─── GIVEN RECORDS ───
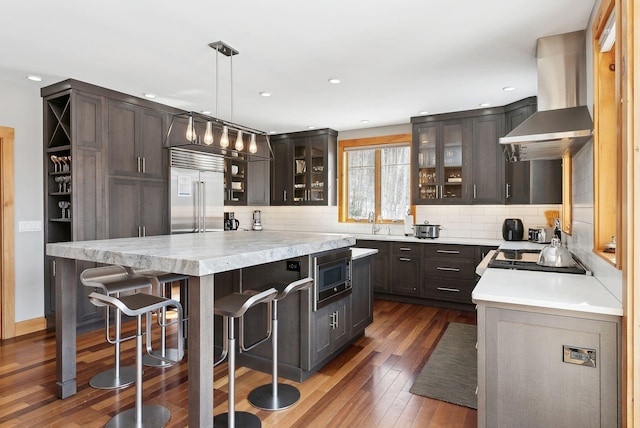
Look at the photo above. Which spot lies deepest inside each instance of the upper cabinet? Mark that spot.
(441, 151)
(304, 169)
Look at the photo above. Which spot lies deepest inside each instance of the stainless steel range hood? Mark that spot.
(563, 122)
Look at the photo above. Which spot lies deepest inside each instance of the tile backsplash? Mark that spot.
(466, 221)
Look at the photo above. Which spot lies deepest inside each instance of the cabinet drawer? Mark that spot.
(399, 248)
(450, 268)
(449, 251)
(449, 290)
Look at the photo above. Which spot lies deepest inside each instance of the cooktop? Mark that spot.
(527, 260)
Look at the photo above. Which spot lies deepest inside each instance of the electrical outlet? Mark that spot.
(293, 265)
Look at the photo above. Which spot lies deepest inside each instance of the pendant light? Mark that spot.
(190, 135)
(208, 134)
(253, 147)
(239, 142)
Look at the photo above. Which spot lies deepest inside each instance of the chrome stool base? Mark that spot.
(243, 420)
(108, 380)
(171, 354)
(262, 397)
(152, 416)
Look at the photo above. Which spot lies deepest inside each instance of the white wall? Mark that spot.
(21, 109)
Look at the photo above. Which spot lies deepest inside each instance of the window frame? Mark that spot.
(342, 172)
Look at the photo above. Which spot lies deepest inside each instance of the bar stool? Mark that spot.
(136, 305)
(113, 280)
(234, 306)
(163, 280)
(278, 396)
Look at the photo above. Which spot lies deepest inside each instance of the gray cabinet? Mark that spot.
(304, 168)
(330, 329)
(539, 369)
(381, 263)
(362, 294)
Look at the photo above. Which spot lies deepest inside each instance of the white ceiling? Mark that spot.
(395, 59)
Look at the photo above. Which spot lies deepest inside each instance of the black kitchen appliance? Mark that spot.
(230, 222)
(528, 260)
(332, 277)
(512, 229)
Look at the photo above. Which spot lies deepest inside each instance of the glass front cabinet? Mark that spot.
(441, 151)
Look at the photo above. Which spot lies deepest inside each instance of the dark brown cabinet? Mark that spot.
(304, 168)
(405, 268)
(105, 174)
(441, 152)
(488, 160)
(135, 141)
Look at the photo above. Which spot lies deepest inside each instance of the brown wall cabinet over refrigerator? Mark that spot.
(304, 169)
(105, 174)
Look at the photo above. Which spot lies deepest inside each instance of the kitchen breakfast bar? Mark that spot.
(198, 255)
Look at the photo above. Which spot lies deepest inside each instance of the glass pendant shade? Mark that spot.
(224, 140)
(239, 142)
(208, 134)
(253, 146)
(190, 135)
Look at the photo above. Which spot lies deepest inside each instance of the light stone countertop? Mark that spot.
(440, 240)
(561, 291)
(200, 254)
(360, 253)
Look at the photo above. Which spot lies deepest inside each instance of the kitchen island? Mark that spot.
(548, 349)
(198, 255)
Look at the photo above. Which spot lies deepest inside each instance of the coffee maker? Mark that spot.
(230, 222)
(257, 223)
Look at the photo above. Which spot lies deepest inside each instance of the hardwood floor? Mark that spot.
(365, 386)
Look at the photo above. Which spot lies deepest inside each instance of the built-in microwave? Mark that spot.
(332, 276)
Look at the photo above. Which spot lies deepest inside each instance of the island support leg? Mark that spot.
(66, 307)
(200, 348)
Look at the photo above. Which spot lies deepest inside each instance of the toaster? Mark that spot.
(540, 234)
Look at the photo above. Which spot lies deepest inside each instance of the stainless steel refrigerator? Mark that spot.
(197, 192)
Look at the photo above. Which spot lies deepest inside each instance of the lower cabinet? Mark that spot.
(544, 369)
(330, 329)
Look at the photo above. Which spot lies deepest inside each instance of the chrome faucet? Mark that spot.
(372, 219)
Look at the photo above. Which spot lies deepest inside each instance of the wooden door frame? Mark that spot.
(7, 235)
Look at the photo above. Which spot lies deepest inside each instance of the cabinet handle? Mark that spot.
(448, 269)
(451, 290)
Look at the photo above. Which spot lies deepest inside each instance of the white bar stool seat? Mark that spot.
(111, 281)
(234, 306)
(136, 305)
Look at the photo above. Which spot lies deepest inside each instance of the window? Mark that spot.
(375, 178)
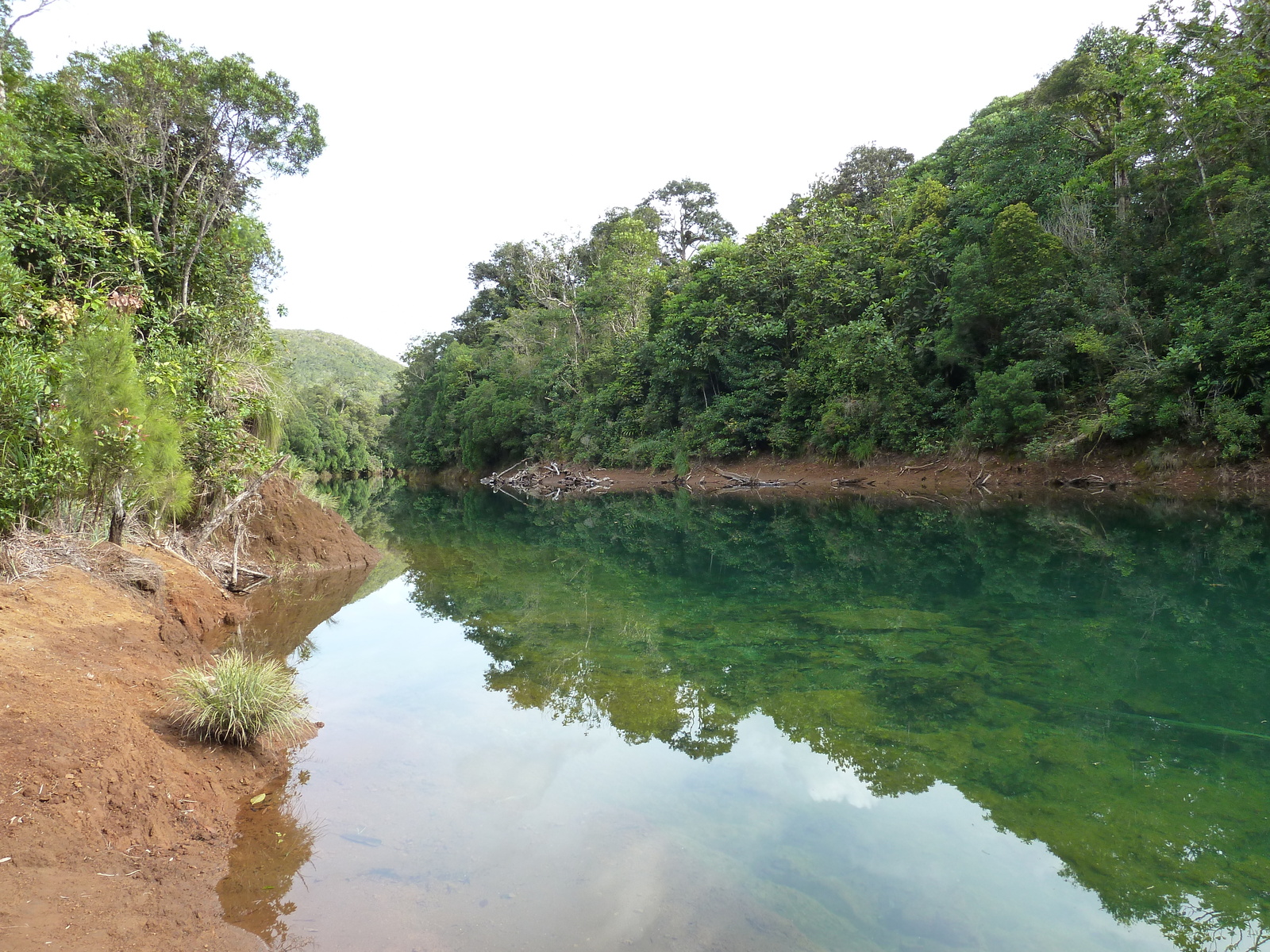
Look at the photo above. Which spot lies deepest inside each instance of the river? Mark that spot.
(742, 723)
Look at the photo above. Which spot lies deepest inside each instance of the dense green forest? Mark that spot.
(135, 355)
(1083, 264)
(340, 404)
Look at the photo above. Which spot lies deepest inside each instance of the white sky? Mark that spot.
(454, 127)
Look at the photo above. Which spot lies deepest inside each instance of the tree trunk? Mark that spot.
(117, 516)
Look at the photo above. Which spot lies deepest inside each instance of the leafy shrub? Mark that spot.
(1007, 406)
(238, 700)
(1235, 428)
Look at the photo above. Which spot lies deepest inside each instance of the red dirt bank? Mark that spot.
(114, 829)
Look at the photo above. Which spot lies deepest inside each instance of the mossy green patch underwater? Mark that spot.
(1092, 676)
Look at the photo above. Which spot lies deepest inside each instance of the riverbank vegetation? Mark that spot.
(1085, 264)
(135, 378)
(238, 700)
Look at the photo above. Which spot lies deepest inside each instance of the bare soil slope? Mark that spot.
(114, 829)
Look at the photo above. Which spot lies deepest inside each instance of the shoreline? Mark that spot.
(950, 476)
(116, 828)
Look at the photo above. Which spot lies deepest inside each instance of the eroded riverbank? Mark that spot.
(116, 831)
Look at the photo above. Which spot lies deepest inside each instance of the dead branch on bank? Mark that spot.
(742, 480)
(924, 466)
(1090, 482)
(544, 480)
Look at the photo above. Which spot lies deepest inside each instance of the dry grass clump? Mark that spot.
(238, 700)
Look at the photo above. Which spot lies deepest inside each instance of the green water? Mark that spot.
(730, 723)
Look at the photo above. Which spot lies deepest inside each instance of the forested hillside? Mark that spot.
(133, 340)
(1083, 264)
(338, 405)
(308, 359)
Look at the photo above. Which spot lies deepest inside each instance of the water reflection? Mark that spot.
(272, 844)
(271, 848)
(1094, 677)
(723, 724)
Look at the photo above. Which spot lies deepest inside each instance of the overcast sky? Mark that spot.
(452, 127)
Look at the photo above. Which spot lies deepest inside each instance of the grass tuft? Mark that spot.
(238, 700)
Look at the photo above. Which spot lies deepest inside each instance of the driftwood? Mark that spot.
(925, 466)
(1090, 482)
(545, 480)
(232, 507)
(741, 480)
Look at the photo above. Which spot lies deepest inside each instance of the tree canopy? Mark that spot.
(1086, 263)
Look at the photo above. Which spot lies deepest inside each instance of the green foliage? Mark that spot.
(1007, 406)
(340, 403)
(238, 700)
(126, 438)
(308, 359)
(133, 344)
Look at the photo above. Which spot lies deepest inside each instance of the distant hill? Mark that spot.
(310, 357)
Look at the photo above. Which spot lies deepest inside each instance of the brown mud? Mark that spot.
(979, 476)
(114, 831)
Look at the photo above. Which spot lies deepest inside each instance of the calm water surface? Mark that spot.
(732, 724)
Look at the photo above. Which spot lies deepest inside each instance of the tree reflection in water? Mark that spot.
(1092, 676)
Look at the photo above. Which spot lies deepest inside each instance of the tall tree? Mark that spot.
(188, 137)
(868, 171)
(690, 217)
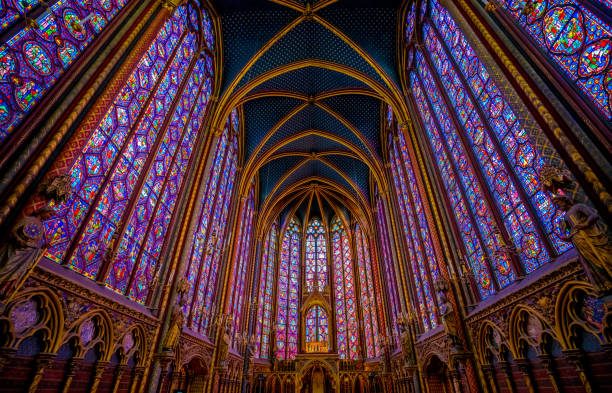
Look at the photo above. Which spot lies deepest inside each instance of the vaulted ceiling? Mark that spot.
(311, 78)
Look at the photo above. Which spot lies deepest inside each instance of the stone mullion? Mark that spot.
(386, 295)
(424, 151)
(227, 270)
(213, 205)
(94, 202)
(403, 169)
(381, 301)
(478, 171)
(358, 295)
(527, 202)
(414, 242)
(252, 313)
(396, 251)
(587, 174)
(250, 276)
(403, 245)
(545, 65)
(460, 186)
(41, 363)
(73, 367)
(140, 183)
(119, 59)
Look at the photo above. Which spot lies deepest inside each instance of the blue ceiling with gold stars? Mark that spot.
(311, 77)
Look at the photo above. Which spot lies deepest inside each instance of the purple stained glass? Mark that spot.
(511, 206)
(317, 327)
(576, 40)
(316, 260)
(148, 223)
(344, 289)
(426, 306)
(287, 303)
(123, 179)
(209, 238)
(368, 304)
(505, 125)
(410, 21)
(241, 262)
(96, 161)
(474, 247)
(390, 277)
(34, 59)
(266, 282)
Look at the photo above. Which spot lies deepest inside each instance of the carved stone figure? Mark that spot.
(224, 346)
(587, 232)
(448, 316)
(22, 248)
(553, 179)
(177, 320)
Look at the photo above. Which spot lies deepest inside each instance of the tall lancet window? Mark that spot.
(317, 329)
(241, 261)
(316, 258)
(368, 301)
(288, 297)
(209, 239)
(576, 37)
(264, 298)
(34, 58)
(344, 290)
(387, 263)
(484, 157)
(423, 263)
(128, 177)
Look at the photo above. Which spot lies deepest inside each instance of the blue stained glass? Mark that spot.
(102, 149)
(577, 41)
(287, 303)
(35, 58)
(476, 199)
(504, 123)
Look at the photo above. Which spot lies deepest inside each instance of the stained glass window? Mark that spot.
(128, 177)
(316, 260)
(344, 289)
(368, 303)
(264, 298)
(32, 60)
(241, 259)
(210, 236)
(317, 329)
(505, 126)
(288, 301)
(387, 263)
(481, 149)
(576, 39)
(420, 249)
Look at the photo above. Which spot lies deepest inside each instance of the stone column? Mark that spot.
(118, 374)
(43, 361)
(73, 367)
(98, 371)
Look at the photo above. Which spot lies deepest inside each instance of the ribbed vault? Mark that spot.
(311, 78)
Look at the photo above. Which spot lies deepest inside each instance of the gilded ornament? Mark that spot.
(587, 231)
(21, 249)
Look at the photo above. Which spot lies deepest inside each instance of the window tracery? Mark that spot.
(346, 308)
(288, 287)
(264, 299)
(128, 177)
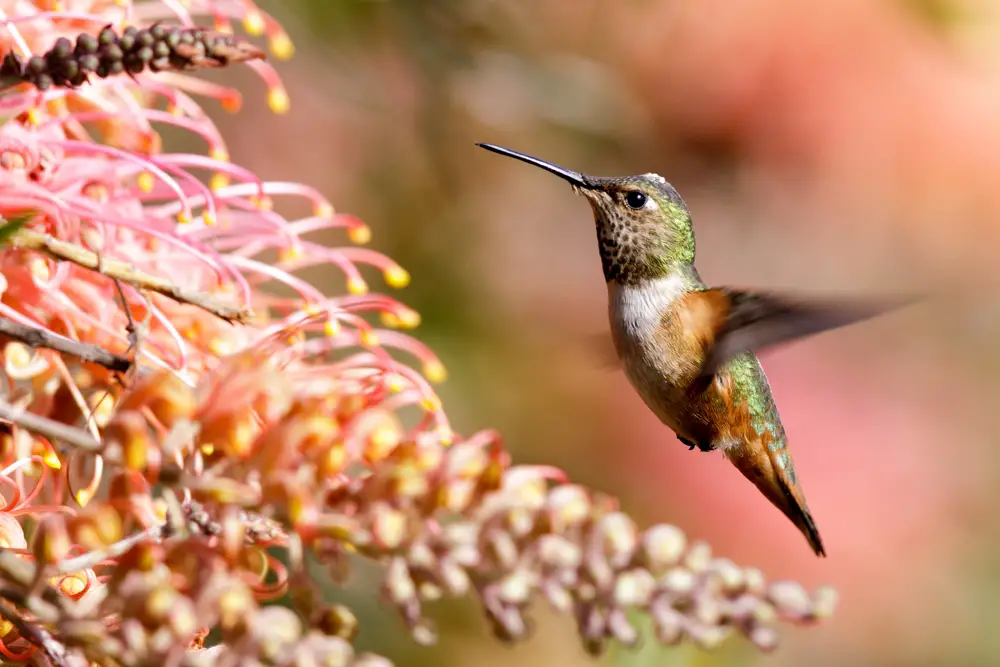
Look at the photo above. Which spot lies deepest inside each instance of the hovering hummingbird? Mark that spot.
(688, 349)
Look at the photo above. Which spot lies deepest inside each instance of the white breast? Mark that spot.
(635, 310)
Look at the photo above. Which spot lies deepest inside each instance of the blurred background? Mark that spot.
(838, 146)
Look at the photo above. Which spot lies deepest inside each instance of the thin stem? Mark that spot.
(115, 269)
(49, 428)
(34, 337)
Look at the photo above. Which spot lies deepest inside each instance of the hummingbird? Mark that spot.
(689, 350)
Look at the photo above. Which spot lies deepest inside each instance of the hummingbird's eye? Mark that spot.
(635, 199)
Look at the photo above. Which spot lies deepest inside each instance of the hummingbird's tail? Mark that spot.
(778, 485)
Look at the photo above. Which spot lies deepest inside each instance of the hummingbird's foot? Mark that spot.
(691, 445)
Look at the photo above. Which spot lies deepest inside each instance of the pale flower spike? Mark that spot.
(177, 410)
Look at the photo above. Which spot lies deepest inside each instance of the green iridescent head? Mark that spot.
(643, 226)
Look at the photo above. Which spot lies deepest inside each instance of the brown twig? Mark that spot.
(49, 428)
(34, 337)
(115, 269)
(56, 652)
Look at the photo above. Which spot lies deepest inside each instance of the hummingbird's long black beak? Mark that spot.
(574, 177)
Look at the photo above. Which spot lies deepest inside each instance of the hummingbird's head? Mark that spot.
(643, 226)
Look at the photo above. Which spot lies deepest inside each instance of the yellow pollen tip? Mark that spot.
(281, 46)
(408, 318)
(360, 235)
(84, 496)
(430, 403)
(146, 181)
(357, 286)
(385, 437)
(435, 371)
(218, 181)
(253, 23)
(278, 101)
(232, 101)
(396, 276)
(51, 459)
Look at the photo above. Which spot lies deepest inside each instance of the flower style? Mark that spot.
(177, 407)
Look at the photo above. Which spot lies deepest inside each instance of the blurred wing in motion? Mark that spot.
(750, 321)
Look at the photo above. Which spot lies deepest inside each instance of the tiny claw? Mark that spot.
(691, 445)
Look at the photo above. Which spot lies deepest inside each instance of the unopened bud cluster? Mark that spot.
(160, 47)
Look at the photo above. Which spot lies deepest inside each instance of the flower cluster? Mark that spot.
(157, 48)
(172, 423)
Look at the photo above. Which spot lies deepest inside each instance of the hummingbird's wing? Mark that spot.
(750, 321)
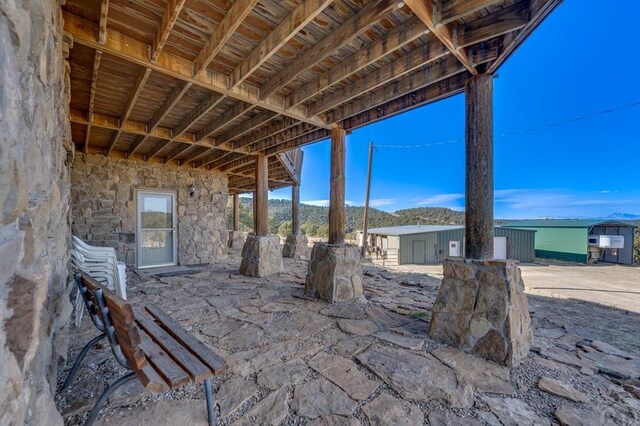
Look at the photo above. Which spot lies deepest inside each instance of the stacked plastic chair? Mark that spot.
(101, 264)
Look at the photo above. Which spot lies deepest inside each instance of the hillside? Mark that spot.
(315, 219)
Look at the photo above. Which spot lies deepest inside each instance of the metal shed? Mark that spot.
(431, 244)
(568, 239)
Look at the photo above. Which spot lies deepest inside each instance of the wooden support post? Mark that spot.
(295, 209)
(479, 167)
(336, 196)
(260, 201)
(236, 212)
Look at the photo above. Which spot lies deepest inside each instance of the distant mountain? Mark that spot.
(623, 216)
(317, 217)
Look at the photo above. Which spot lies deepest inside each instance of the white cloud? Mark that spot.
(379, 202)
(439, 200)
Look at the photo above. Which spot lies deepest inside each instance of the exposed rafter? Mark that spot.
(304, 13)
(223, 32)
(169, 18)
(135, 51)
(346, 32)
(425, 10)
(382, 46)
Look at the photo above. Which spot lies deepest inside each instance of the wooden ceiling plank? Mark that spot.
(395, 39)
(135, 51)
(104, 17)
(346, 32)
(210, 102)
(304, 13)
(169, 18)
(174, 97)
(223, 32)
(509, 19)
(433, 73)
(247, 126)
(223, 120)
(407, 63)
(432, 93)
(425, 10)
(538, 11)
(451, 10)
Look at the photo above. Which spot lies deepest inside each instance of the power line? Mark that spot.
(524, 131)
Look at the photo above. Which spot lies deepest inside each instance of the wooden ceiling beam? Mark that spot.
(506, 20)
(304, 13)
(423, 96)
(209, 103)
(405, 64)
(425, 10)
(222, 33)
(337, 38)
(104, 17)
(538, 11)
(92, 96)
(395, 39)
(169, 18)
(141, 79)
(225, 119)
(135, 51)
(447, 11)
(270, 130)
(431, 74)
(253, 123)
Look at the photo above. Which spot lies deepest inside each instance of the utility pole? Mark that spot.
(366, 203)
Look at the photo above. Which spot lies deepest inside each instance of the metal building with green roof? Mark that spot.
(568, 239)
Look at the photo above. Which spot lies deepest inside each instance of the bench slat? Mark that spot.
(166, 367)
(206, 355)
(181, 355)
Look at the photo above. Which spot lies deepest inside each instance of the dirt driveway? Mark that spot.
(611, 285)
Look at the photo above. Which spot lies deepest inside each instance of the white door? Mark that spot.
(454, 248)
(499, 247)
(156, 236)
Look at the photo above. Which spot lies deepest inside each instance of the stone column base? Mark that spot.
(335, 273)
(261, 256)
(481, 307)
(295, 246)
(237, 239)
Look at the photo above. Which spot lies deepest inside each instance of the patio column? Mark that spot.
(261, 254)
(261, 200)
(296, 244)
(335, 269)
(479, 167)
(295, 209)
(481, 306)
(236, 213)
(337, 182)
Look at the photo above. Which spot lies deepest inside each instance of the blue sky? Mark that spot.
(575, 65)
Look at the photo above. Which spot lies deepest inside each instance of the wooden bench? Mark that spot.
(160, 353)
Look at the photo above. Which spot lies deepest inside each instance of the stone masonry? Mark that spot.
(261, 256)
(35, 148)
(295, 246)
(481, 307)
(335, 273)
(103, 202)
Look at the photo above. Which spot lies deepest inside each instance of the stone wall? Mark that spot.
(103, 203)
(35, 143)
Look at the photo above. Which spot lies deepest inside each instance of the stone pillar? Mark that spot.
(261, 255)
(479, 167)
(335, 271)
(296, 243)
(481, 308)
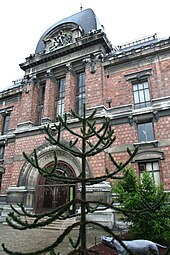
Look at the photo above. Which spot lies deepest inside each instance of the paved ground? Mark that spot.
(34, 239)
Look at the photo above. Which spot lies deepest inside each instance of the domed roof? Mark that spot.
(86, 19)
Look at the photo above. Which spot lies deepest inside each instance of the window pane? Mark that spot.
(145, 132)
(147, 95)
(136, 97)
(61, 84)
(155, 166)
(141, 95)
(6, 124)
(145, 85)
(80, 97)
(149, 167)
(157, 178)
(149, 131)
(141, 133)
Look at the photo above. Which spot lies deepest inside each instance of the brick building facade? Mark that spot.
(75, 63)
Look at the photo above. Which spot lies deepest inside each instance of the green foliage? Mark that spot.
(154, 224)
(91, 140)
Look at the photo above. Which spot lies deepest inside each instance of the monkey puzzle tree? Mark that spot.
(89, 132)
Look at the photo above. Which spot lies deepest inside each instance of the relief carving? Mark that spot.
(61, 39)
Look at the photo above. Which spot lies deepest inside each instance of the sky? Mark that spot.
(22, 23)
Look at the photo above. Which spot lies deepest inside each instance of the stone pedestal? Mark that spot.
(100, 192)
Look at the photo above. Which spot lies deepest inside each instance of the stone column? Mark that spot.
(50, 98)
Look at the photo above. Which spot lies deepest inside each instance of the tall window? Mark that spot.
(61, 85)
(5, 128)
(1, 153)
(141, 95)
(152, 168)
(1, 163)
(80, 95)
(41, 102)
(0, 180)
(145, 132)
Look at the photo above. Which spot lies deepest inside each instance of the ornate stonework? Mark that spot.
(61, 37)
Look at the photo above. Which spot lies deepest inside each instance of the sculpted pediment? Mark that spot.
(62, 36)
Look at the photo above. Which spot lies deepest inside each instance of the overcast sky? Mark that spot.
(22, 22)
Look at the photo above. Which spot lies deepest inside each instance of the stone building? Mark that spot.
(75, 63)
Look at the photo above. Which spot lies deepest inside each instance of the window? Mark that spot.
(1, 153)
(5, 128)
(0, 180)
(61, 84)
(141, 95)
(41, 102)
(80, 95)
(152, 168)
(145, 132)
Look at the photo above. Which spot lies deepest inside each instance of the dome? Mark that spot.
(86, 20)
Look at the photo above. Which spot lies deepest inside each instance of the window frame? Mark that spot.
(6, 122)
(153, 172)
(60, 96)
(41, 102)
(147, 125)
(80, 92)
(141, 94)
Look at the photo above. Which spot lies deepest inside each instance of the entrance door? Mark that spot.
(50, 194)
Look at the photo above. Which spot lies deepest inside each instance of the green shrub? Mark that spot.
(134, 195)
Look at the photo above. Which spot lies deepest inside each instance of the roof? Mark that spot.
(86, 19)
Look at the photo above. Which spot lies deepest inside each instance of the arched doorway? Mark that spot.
───
** YOUR TASK **
In the data above, find the line containing "green shrub? Mark that spot.", then copy it and every later line exactly.

** OUTPUT BELOW **
Look at the photo above. Which spot lies deepest inside each instance of the green shrub? Mark that spot.
(134, 195)
Look at the photo above. Which spot lies deepest inside each instance of the roof? Mark that spot.
(86, 19)
Look at the photo above. Which spot lies deepest inside each instance of the arched doorway? Mark that spot.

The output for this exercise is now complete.